Extract below:

Frederick Lander in the American Civil War
During the early part of the Civil War, Frederick Lander served as a volunteer aide de camp on the staff of General George B. McClellan. Lander was later promoted to brigadier general of volunteers and took part in the battles of Philippi and Rich Mountain.
At the end of the Western Virginia campaign, General Lander was assigned to command a brigade in Charles Stone’s Division of the Army of the Potomac. A short time later, he was assigned to command the District of Harpers Ferry and Cumberland, Maryland. Lander was involved in fighting at Edwards Ferry October 22, 1861, (the day after the Battle of Ball’s Bluff) during which he was badly wounded in the leg and was taken to the rear.
Ball’s Bluff Poem
Frederick Lander wrote the following popular poem about Ball’s Bluff, as well as other patriotic poems that drew national attention. Oliver Wendell Holmes, future supreme court justice and an officer in Lander’s Brigade, survived a nearly fatal wound at Ball’s Bluff and is mentioned in Lander’s poem, which was published in a volume called Battle Pieces and Aspects of the War in 1866.
Aye, deem us proud, for we are more
Than proud of all our mighty dead;
Proud of the bleak and rock-bound shore,
A crowned oppressor cannot tread.
Proud of each rock, and wood, and glen;
Of every river, lake and plain;
Proud of the calm and earnest men
Who claim the right and the will to reign.
Proud of the men who gave us birth,
Who battled with the stormy wave
To sweep the red man from the earth, (!?)
And build their homes upon their grave.
Proud of the holy summer morn
They traced in blood upon its sod;
The rights of freemen yet unborn;
Proud of their language and their God.
Proud that beneath our proudest dome
And round the cottage-cradled hearth
There is a welcome and a home
For every stricken race on earth.
Proud that yon slowly sinking sun
Saw drowning lips grow white in prayer,
O’er such brief acts of duty done,
As honor gathers from despair.
Pride, it is our watchword; ‘clear the boats’
‘Holmes, Putnam, Bartlett, Peirson-Here’
And while this crazy wherry floats
‘Let’s save our wounded’, cries Revere.
Old State – some souls are rudely sped –
This record for thy Twentieth Corps –
Imprisoned, wounded, dying, dead,
It only asks, ‘Has Sparta more?’
~ Frederick West Lander
General Lander was then given the command of a division in the Army of the Potomac with the task of protecting the upper Potomac River. When Confederate forces under General Stonewall Jackson bombarded Hancock, Maryland, Lander refused to surrender the town. His actions forced the Confederates to withdraw towards West Virginia.
He led a successful charge against Confederates at Bloomery Gap on February 14, 1862. About two weeks later he suffered a chill. General Frederick West Lander died from complications of pneumonia at Camp Chase, Paw Paw, Virginia (later West Virginia) on March 2, 1862.

End of Extract.
Entries provided below:

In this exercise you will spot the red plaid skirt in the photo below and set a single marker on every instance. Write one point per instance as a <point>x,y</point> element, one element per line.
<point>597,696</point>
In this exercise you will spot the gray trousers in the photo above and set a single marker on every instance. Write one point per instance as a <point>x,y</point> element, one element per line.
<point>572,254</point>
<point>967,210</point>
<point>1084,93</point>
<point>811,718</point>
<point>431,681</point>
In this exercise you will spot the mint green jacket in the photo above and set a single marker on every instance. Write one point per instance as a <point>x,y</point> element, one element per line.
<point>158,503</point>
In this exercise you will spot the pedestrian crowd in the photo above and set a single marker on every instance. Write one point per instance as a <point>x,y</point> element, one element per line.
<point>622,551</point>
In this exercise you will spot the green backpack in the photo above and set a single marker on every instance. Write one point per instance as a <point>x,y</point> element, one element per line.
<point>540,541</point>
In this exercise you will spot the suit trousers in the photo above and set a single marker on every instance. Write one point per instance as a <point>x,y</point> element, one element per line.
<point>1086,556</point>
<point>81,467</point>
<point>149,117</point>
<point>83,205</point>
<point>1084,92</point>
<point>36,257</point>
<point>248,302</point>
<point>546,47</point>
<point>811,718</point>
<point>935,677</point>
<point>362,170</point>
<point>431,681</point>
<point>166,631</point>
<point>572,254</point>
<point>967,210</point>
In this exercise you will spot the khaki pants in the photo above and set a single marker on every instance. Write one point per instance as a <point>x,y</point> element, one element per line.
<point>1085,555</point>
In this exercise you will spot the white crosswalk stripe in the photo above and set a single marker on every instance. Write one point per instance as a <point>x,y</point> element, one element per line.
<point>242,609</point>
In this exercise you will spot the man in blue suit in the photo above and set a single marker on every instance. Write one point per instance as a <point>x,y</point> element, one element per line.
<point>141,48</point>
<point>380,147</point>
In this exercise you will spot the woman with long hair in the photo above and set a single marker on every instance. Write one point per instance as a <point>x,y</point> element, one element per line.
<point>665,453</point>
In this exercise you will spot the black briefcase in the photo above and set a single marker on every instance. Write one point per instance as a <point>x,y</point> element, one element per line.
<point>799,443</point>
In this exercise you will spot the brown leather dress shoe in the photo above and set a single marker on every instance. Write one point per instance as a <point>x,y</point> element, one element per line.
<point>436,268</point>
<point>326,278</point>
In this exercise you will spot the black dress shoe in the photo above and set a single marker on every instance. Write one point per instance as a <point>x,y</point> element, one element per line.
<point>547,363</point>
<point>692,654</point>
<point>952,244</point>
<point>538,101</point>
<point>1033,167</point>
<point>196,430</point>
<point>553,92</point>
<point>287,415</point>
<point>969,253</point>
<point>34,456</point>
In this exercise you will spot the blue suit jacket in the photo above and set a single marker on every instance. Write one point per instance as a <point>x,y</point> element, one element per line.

End of Entries provided.

Task goal:
According to the passage on Frederick Lander, what did he die from? These records are separate material and stand apart from the text.

Output:
Complications of pneumonia.